TEXTE RETENU —
/---
Apprendre à voir – sur La Rivière de Dominique Marchais
Sur la berge, une silhouette puis deux se détachent du gris hivernal. Elles s’attellent, avec d’autres, à collecter les détritus échoués le long de la rivière. Tâche fastidieuse, qui implique à l’occasion d’utiliser une pince à épiler tant le plastique s’est emmêlé à la végétation. À la fin, quelques dizaines de kilos auront été ramassés. Ce qui saisit, dans cette ouverture, est toutefois moins la quantité que la nature et la consistance des polluants : à peine des objets, plutôt des lambeaux. Et encore, il n’y a bien sûr là que ce qui peut être distingué, attrapé, extrait. Connu, le phénomène n’en reste pas moins vertigineux : les déchets font désormais milieu, éléments parmi les éléments, mêlés à l’eau, la terre, l’air, le feu.
\---
DONNÉES FOURNIES —
/---
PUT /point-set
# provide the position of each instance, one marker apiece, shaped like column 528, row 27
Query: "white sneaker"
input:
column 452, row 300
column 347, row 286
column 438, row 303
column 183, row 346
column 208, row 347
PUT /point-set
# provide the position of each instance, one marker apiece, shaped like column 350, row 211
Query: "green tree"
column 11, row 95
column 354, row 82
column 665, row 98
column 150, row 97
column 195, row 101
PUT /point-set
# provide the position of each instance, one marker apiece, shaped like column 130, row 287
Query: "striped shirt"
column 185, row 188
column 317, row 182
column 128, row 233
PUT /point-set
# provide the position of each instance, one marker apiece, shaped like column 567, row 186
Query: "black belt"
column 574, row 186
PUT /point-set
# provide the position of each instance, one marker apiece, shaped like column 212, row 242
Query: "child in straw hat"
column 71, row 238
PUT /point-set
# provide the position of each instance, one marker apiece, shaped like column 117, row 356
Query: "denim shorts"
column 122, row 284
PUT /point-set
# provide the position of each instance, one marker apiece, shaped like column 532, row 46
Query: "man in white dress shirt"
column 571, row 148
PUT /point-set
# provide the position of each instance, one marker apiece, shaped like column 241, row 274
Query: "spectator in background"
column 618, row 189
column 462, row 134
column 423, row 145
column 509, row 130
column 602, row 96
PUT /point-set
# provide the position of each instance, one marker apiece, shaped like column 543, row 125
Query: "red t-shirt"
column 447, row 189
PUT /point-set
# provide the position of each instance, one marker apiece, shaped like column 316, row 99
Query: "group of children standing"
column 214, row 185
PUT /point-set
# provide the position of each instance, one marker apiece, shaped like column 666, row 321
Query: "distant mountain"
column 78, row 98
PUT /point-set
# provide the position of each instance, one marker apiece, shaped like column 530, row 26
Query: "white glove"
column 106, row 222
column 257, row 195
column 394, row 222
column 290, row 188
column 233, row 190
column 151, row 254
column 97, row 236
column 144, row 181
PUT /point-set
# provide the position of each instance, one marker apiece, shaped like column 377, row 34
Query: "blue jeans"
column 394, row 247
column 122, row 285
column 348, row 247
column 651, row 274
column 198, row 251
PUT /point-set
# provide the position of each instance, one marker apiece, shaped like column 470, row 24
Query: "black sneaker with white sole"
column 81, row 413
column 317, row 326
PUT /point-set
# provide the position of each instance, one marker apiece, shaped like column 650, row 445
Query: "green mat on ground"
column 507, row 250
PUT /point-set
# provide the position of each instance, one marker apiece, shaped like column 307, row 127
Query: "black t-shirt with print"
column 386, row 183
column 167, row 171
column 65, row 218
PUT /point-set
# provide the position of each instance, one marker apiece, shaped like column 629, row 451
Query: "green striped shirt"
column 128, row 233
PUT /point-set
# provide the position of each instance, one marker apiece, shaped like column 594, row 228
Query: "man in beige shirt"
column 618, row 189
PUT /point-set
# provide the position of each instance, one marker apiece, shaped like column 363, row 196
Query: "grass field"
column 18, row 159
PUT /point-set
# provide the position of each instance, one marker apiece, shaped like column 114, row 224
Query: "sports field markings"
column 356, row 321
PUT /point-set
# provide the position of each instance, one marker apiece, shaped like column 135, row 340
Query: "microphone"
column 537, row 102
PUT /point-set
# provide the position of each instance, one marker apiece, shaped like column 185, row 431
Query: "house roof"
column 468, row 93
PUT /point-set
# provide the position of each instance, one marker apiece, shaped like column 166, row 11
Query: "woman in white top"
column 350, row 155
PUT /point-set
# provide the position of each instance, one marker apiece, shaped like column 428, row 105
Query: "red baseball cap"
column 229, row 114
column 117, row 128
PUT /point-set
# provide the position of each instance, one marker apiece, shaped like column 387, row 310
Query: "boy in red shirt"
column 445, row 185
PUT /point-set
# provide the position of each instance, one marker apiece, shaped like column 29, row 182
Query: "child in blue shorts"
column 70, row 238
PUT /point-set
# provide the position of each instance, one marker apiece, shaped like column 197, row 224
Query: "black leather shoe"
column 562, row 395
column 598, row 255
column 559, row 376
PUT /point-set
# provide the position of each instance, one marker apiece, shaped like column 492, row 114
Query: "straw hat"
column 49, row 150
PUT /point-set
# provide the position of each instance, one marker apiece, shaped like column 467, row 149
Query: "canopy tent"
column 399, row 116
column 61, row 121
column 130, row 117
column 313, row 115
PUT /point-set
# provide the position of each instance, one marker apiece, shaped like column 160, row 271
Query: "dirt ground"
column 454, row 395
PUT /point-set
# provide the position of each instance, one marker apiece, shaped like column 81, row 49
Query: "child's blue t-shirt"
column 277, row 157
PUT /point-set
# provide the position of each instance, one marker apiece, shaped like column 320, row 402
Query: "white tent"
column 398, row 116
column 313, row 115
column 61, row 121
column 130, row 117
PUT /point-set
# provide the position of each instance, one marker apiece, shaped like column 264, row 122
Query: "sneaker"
\---
CONSIGNES —
1) Relevez, dans le texte retenu, tous les éléments auxquels les déchets sont dits mêlés.
2) Recopiez tout le passage du texte retenu, de « Apprendre à voir » jusqu'à « l’air, le feu. », en rebaptisant « berge » en « rive ».

CORRIGÉS —
1) l'eau, la terre, l'air, le feu

2)
Apprendre à voir – sur La Rivière de Dominique Marchais
Sur la rive, une silhouette puis deux se détachent du gris hivernal. Elles s’attellent, avec d’autres, à collecter les détritus échoués le long de la rivière. Tâche fastidieuse, qui implique à l’occasion d’utiliser une pince à épiler tant le plastique s’est emmêlé à la végétation. À la fin, quelques dizaines de kilos auront été ramassés. Ce qui saisit, dans cette ouverture, est toutefois moins la quantité que la nature et la consistance des polluants : à peine des objets, plutôt des lambeaux. Et encore, il n’y a bien sûr là que ce qui peut être distingué, attrapé, extrait. Connu, le phénomène n’en reste pas moins vertigineux : les déchets font désormais milieu, éléments parmi les éléments, mêlés à l’eau, la terre, l’air, le feu.